→ Your instructions
All lines from the one with "Could you kindly segment every instance of the person" to the end need to be copied exactly, with nothing before them.

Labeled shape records
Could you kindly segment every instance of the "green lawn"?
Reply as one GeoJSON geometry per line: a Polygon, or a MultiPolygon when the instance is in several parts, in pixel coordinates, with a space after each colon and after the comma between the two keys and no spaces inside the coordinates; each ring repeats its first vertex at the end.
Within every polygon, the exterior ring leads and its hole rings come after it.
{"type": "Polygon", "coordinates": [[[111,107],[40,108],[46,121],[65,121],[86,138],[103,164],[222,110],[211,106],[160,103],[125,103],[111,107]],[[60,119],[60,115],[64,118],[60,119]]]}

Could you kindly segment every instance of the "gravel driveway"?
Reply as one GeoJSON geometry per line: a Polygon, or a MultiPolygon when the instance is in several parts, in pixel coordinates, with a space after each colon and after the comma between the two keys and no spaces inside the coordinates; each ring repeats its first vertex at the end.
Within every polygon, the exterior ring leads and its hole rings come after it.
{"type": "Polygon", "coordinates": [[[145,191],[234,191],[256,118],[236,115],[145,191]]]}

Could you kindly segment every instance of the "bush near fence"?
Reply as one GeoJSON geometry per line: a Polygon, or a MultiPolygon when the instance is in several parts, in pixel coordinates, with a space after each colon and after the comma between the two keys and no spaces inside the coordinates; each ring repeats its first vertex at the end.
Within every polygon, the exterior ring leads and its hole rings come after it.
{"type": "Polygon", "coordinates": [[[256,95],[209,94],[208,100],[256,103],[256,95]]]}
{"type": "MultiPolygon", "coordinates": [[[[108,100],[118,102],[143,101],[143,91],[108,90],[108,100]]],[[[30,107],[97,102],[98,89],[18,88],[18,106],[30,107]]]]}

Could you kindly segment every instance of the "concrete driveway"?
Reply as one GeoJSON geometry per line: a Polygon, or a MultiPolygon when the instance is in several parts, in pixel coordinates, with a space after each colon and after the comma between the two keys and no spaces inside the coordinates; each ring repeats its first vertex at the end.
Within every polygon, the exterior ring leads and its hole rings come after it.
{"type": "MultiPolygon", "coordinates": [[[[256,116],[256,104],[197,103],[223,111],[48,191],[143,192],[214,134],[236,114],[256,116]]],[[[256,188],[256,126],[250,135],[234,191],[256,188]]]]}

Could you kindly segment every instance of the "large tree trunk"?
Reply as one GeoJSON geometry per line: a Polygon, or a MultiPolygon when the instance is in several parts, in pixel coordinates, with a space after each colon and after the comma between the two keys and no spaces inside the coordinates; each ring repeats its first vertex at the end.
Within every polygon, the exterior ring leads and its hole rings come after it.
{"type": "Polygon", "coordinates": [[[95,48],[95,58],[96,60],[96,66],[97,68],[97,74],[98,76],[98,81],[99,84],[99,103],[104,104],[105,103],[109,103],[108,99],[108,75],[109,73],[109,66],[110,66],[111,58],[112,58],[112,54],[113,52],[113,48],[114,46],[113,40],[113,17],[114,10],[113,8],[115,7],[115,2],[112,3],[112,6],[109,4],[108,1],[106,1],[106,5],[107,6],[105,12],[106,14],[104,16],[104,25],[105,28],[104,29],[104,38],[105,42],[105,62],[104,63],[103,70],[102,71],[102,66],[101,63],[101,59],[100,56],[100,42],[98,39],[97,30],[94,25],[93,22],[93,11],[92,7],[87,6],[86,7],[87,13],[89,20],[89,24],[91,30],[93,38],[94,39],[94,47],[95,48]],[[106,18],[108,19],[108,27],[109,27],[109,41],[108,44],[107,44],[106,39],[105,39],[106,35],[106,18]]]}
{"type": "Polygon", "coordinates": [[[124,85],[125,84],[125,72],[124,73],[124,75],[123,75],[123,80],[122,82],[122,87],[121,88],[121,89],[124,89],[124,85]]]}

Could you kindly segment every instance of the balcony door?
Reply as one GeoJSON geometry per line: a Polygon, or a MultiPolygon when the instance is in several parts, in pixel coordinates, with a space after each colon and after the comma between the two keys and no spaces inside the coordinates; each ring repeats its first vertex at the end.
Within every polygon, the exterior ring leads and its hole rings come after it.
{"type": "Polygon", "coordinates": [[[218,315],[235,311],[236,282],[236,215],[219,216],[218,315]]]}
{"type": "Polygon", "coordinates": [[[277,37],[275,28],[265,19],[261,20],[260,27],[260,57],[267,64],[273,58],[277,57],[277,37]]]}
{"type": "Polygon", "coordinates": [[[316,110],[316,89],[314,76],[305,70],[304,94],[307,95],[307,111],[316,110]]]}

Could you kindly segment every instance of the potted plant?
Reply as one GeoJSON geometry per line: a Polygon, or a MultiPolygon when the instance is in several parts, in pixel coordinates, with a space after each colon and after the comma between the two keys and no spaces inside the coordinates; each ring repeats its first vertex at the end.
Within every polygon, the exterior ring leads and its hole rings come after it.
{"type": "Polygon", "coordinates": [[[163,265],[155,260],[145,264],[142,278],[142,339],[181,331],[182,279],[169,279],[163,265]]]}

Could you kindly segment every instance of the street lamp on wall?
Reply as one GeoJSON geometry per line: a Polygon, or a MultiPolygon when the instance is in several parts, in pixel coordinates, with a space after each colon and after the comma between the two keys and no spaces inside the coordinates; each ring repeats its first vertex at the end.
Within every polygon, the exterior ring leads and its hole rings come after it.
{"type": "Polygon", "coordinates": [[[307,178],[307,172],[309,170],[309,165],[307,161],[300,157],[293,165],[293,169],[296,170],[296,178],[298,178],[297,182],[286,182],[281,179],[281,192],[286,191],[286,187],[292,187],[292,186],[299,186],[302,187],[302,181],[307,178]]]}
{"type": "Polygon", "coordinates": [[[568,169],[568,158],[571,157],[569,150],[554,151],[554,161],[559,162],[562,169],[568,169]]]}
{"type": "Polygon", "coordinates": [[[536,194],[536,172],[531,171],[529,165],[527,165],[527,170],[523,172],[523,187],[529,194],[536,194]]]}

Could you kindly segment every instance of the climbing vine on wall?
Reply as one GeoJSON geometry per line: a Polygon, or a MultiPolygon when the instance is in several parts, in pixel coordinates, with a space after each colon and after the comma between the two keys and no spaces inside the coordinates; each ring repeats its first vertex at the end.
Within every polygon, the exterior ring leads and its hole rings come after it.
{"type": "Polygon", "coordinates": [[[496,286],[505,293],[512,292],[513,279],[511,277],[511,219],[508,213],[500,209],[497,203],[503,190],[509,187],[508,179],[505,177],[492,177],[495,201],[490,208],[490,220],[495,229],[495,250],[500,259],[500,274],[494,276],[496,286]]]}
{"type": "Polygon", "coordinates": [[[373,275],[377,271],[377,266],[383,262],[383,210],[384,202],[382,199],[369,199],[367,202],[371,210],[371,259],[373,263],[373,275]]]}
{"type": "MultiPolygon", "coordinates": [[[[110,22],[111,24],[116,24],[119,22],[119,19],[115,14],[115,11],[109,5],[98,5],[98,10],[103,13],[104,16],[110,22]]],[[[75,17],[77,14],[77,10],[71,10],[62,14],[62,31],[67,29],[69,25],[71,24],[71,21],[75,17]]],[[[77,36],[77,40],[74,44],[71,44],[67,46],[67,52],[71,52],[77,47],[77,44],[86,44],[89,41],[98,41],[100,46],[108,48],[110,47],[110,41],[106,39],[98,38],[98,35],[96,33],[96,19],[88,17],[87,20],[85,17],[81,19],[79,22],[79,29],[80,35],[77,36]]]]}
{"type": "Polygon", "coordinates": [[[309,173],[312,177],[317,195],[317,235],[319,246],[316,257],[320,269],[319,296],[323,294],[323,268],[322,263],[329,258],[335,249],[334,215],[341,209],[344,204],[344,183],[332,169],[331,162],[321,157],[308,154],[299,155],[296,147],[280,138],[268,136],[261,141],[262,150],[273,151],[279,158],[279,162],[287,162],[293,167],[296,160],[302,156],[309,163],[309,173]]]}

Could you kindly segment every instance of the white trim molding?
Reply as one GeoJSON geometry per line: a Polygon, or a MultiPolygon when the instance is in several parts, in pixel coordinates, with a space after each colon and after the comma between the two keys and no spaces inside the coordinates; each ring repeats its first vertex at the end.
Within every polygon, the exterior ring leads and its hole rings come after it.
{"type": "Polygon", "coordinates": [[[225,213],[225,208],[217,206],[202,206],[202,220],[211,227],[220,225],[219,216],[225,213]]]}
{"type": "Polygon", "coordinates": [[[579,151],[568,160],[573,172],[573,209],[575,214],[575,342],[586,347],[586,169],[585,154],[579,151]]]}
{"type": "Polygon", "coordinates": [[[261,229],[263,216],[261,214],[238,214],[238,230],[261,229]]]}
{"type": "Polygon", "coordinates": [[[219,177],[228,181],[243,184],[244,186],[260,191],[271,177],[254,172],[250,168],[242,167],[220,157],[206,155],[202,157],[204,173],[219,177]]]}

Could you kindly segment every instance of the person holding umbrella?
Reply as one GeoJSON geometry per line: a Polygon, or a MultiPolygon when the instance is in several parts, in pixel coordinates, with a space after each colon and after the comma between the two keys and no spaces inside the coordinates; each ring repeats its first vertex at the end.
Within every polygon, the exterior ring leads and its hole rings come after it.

→ Result
Could you kindly segment every instance of the person holding umbrella?
Reply as one GeoJSON geometry per line: a Polygon, or a MultiPolygon when the instance is in several parts, in pixel coordinates, with a space after each colon and after the comma between the two keys and no spaces inside the coordinates; each ring repeats its first vertex at the end.
Within every polygon, the exterior ring leads and its hole rings come after it.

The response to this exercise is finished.